**WHAT IS NEEDED:**
From the listing below, retype exactly the line holding "on crêpe, written as integer pixel values.", the line holding "plate, written as integer pixel values.", and the lines between them; skip everything else.
==== DATA EXTRACTS ====
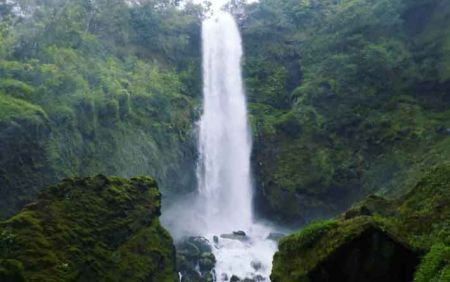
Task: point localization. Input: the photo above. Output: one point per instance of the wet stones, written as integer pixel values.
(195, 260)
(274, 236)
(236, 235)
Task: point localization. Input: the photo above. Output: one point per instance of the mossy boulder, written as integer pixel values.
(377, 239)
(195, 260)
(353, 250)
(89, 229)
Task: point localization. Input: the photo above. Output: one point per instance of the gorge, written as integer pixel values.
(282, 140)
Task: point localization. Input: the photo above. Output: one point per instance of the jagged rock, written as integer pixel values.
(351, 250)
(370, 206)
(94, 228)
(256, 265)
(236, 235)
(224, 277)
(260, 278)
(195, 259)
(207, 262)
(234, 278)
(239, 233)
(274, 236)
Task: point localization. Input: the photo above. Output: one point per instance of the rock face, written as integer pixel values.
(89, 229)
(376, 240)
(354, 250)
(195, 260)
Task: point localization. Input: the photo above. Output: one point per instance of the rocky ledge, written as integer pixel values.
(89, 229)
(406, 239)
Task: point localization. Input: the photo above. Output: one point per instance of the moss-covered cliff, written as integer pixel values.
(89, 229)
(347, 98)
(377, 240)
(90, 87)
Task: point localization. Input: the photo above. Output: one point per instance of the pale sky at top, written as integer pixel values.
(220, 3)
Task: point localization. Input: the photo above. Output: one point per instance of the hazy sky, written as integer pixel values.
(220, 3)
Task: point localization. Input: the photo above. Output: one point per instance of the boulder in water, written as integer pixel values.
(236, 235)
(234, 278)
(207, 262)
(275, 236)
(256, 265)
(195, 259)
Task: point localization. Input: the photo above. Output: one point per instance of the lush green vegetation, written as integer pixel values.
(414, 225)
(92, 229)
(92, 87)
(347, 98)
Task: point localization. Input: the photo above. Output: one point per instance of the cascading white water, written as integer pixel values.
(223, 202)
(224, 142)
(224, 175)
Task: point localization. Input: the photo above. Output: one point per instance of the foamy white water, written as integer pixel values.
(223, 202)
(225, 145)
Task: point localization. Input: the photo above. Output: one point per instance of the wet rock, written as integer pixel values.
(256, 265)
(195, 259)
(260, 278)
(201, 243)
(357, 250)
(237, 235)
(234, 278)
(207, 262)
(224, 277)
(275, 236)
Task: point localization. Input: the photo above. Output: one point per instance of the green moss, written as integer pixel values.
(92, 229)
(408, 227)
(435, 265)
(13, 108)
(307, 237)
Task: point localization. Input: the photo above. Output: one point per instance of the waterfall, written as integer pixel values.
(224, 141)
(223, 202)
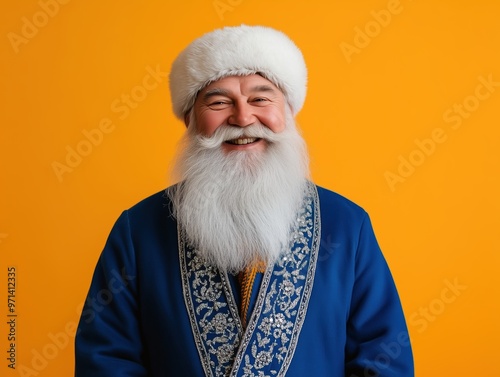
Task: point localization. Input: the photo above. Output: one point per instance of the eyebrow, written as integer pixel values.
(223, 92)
====
==== DATA EXTRACTS ====
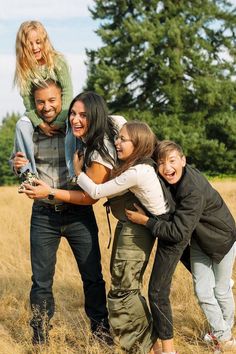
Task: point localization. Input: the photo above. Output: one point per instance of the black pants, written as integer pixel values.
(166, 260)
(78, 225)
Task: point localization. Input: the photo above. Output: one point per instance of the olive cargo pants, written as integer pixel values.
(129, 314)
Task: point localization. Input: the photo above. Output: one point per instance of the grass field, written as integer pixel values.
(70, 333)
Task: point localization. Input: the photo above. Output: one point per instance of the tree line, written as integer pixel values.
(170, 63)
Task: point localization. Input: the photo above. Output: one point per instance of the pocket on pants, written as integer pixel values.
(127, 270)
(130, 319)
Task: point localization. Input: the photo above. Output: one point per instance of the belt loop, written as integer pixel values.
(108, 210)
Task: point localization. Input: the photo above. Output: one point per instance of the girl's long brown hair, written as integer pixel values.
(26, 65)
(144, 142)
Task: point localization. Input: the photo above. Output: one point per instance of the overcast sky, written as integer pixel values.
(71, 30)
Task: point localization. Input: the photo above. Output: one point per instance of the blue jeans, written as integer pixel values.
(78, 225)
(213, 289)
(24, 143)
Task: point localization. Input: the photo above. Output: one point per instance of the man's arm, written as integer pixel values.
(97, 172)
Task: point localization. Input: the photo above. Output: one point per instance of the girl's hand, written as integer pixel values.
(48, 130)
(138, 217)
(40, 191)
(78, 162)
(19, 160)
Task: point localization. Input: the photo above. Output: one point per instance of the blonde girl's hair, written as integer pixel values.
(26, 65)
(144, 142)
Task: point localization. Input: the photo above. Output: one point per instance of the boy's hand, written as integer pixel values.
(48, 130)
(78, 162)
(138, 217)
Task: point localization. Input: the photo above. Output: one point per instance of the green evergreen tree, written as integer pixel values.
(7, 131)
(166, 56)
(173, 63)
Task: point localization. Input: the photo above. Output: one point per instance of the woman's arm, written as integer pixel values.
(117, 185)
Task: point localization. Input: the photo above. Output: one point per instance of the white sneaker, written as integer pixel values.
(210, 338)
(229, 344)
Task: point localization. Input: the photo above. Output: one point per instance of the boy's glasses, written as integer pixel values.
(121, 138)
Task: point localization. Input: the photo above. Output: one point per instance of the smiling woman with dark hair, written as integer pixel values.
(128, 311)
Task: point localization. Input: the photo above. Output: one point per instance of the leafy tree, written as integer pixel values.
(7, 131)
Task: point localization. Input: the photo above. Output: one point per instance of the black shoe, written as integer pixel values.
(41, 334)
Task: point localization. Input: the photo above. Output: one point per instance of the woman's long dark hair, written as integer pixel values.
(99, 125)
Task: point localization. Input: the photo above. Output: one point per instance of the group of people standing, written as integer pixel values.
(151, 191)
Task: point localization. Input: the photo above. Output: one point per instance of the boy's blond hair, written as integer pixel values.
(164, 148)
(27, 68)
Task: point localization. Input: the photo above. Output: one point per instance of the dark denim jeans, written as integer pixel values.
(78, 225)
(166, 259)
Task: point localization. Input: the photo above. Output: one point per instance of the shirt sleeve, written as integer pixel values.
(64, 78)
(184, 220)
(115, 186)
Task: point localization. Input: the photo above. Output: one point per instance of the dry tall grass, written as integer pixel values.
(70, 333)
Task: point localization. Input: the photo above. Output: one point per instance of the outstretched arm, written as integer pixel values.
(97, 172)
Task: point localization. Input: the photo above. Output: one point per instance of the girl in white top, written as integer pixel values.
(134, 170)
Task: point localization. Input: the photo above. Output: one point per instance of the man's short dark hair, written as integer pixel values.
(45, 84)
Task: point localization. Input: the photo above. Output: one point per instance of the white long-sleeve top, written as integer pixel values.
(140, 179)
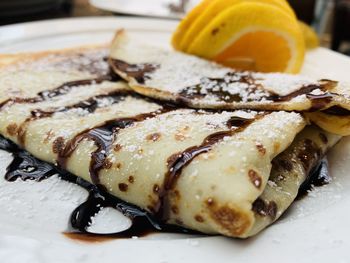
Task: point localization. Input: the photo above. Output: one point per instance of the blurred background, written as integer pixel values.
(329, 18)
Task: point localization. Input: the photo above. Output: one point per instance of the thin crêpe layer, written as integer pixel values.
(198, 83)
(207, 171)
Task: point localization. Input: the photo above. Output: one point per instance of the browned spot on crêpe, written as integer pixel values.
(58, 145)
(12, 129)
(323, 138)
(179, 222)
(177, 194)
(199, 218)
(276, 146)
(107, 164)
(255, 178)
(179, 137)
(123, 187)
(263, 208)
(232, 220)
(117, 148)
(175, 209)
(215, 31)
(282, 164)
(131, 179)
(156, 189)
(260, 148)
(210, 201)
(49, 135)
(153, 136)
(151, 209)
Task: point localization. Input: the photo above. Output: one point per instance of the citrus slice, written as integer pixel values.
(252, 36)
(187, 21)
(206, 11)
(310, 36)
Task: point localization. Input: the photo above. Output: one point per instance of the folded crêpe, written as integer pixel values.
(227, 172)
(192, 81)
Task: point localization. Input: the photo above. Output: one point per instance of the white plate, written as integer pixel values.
====
**TASK ANSWER:**
Task: point localization. Input: the photo above. Output: one point per instance of the browned spot on crêpe, written as integer pixel values.
(58, 145)
(12, 129)
(323, 138)
(179, 222)
(177, 194)
(199, 218)
(276, 146)
(107, 164)
(255, 178)
(179, 137)
(123, 187)
(263, 208)
(232, 220)
(117, 148)
(175, 209)
(215, 31)
(282, 164)
(131, 179)
(156, 189)
(260, 148)
(210, 201)
(49, 135)
(153, 136)
(151, 209)
Task: point localization. Input: the photo above. Output: one point per instance of the citrus slice, written as integer pixel values.
(252, 36)
(187, 21)
(206, 11)
(310, 36)
Task: point localization. Input: the photo above. Output: one point per instance of the folded crêpe, written as integer pixel values.
(227, 172)
(192, 81)
Task: point localization. Input: the photo above. Output: one point per instance of the white plate, written as integer pixel values.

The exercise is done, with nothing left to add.